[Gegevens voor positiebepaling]
────────────────────────────────────────

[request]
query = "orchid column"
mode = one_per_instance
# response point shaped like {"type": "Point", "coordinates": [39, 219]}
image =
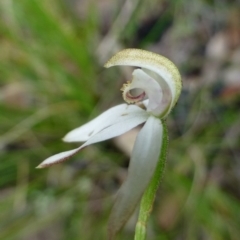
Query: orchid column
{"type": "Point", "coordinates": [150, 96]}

────────────────────────────────────────

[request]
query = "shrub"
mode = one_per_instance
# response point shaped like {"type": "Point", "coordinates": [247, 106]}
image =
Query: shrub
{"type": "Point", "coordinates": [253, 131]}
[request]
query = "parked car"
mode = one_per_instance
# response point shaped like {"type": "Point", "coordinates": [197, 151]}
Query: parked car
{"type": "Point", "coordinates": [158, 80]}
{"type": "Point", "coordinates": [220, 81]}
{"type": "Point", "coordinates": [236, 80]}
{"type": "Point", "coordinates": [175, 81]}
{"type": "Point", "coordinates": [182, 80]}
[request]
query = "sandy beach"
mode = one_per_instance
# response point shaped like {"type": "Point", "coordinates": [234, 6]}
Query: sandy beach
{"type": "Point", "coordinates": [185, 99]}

────────────────────────────────────────

#### JOUW OPDRACHT:
Zoek alsjeblieft in de gegevens hierboven elke regel waarin de tekenreeks "shaped" voorkomt, en schrijf die regels over.

#### ANTWOORD OP OEFENING:
# response point shaped like {"type": "Point", "coordinates": [39, 219]}
# response point shaped like {"type": "Point", "coordinates": [247, 106]}
# response point shaped like {"type": "Point", "coordinates": [197, 151]}
# response point shaped like {"type": "Point", "coordinates": [234, 6]}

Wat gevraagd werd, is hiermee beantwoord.